Consigne:
Recopiez intégralement le texte présenté sur Juliette, sans y changer un seul mot.

Juliette et ses merveilles



Exit les guitares électriques saturées, les batteries tonitruantes, les riffs rock’n’rolliens !

Aujourd’hui je vous invite à découvrir le dernier opus d’une femme hors du commun qui ressemble pourtant trait pour trait à votre voisine de palier. La quarantaine sans artifice, un physique enrobé, une bouille ronde et frisée, cachée derrière de grosses lunettes, la dame n’a rien d’un top model. Loin de là ! Et elle s’en fout d’ailleurs. Là n’est pas son propos. Elle, son truc, c’est la musique. La musique et les chansons. Alors elle écrit et compose. Toute seule. Sans faire de bruit… Discrètement, mais avec quel talent !
 
De ses influences musicales, Ravel, Zappa, Bowie, Trenet, Amilia Rodriguez elle crée son propre univers, mélange subtile de rythmes brésiliens mâtinés de nuances nord-africaines et de références à la chanson française de la grande époque des chansonniers. De ses lectures favorites Garcia Marquez, Terry Pratchett, Maupassant, la Contesse de Ségur, elle nous offre cette écriture qui est sienne, précise, efficace et poétique. Et si elle revendique sa passion pour les Tontons Flingueurs, le Seigneur des Anneaux ou pour l’œuvre de Tim Burton, c’est pour mieux nous surprendre ! Tous ces éléments s’ajoutent et Juliette se les approprie pour nous offrir ces petites tranches de vie, ces moments d’existence qui jalonnent avec bonheur les histoires qu’elle nous conte. Mariant tous les styles musicaux avec une dextérité sans pareil, elle chante selon son humeur, ses propres textes oscillant entre simplisme et complexité ardue sans jamais être stupides et encore mois innocents.

Données disponibles:
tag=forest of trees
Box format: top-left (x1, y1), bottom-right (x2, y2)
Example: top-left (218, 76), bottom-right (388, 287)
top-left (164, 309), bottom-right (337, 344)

Réponse:
Juliette et ses merveilles



Exit les guitares électriques saturées, les batteries tonitruantes, les riffs rock’n’rolliens !

Aujourd’hui je vous invite à découvrir le dernier opus d’une femme hors du commun qui ressemble pourtant trait pour trait à votre voisine de palier. La quarantaine sans artifice, un physique enrobé, une bouille ronde et frisée, cachée derrière de grosses lunettes, la dame n’a rien d’un top model. Loin de là ! Et elle s’en fout d’ailleurs. Là n’est pas son propos. Elle, son truc, c’est la musique. La musique et les chansons. Alors elle écrit et compose. Toute seule. Sans faire de bruit… Discrètement, mais avec quel talent !
 
De ses influences musicales, Ravel, Zappa, Bowie, Trenet, Amilia Rodriguez elle crée son propre univers, mélange subtile de rythmes brésiliens mâtinés de nuances nord-africaines et de références à la chanson française de la grande époque des chansonniers. De ses lectures favorites Garcia Marquez, Terry Pratchett, Maupassant, la Contesse de Ségur, elle nous offre cette écriture qui est sienne, précise, efficace et poétique. Et si elle revendique sa passion pour les Tontons Flingueurs, le Seigneur des Anneaux ou pour l’œuvre de Tim Burton, c’est pour mieux nous surprendre ! Tous ces éléments s’ajoutent et Juliette se les approprie pour nous offrir ces petites tranches de vie, ces moments d’existence qui jalonnent avec bonheur les histoires qu’elle nous conte. Mariant tous les styles musicaux avec une dextérité sans pareil, elle chante selon son humeur, ses propres textes oscillant entre simplisme et complexité ardue sans jamais être stupides et encore mois innocents.